### Selection

The relationship between M&M diameter and mass was assessed using Pearson’s product-moment correlation. Prior to analysis, assumptions of linearity, bivariate normality, and independence were evaluated using scatter plots, Q-Q plots, and Shapiro-Wilk tests. The strength and direction of the linear relationship was quantified using the Pearson correlation coefficient (r), with 95% confidence intervals calculated. The coefficient of determination (r²) was calculated to determine the proportion of variance explained. All analyses were conducted in R (version 4.3.0) with α = 0.05.

Results Section (for publication)

There was a statistically significant positive correlation between M&M diameter and mass (r = [value], 95% CI: [lower, upper], p < 0.001). The correlation was [weak/moderate/strong] in magnitude and indicated that [interpretation]. The coefficient of determination revealed that diameter explained [percentage]% of the variance in M&M mass (r² = [value]). Both variables met assumptions of normality (Shapiro-Wilk tests: diameter p = [value], mass p = [value]), supporting the use of Pearson’s correlation.

### Given information

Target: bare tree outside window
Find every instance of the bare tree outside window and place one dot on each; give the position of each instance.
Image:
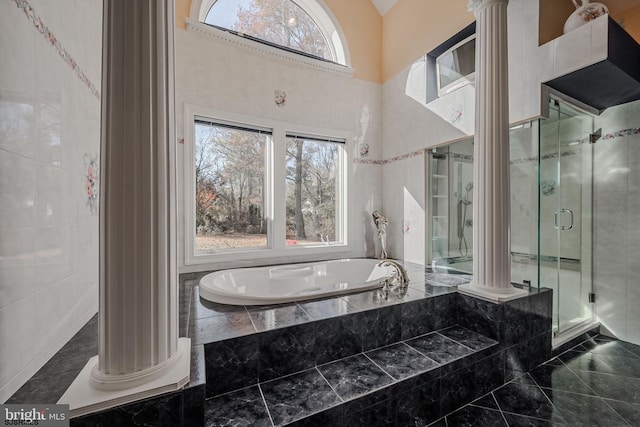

### Tasks
**a)** Name every method the M&M correlation text says was used to evaluate the analysis assumptions.
**b)** Edit the M&M correlation text, starting at "The relationship between" and stopping after "with α = 0.05.", so that "scatter plots" is replaced by "residual plots".
The material plays no part in this work.

### Results in order
**a)** Scatter plots, Q-Q plots, and Shapiro-Wilk tests.

**b)**
The relationship between M&M diameter and mass was assessed using Pearson’s product-moment correlation. Prior to analysis, assumptions of linearity, bivariate normality, and independence were evaluated using residual plots, Q-Q plots, and Shapiro-Wilk tests. The strength and direction of the linear relationship was quantified using the Pearson correlation coefficient (r), with 95% confidence intervals calculated. The coefficient of determination (r²) was calculated to determine the proportion of variance explained. All analyses were conducted in R (version 4.3.0) with α = 0.05.